DO THIS
Starting at the line that holds "u sign in the", copy every line exactly through the end of the data, and no others.

THE DATA
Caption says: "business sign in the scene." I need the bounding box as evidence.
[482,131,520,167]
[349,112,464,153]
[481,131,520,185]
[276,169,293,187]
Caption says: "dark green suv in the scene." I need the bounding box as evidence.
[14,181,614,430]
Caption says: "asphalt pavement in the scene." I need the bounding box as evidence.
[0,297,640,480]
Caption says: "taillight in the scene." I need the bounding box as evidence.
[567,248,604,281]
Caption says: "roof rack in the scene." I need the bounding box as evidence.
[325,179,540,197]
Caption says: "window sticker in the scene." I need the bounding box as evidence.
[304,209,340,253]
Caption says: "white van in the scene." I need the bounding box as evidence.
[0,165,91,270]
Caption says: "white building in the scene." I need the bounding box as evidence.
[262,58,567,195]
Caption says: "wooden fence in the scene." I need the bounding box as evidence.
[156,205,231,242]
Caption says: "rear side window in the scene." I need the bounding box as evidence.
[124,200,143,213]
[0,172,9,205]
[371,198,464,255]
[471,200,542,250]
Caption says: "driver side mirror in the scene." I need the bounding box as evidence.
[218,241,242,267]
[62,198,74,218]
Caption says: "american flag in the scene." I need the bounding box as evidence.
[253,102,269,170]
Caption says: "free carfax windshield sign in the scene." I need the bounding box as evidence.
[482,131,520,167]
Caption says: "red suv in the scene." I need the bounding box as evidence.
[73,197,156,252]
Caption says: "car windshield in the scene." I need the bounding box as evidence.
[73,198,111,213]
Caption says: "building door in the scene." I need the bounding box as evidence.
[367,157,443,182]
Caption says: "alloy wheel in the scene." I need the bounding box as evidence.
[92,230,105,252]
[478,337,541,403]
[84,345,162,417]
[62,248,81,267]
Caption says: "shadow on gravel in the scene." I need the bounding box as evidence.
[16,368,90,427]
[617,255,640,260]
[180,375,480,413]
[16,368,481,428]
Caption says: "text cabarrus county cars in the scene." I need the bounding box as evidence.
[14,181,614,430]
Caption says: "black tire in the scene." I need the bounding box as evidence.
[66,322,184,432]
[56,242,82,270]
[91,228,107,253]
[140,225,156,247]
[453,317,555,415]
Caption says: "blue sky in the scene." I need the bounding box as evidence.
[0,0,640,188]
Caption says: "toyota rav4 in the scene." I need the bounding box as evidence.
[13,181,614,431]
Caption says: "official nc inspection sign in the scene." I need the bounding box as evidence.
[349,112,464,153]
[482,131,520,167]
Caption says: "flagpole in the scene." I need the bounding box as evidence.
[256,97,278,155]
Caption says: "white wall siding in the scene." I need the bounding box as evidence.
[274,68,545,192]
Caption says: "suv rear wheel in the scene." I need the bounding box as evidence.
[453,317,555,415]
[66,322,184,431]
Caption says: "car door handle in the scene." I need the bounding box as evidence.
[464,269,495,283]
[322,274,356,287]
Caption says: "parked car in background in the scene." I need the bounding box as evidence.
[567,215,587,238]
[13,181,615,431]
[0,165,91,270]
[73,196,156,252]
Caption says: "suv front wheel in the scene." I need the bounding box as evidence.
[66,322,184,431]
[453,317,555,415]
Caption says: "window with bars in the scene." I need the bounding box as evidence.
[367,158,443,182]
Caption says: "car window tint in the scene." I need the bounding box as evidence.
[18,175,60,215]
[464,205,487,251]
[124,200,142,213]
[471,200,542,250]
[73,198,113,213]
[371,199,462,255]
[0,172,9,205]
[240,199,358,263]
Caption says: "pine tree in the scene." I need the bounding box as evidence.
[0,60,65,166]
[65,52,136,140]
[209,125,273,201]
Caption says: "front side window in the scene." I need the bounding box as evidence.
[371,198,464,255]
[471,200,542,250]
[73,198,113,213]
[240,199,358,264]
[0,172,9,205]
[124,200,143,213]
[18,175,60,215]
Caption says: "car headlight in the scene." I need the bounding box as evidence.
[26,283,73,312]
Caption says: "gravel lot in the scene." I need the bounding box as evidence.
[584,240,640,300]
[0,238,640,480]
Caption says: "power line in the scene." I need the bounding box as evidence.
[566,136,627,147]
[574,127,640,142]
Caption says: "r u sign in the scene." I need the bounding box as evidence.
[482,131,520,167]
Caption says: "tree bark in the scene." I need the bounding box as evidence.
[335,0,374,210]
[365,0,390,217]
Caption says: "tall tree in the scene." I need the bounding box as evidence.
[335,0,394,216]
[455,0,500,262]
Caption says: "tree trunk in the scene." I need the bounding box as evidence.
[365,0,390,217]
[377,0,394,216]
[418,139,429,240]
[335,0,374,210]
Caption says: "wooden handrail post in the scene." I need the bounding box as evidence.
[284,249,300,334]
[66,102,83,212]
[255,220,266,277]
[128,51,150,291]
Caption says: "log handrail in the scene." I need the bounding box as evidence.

COMPLETE RESPONSE
Caption says: "r u sign in the scene." I need the bounding box as evidence.
[482,131,520,167]
Caption says: "tree bark in the scene." I need the bounding box as evidence.
[335,0,374,210]
[365,0,390,217]
Caption says: "tall tree in the scene." I need the bounding box as evidence.
[335,0,394,216]
[455,0,500,262]
Caption says: "tree trunk in the scene." I need the bounding box as evidence.
[365,0,390,217]
[377,0,394,216]
[418,139,429,240]
[335,0,374,210]
Caption says: "wooden handrail post in the scene." I need the bounding box as evidence.
[284,249,300,334]
[66,102,83,212]
[255,220,266,277]
[128,51,150,291]
Caption says: "log handrail in the scene." I need the bounding box as evidence.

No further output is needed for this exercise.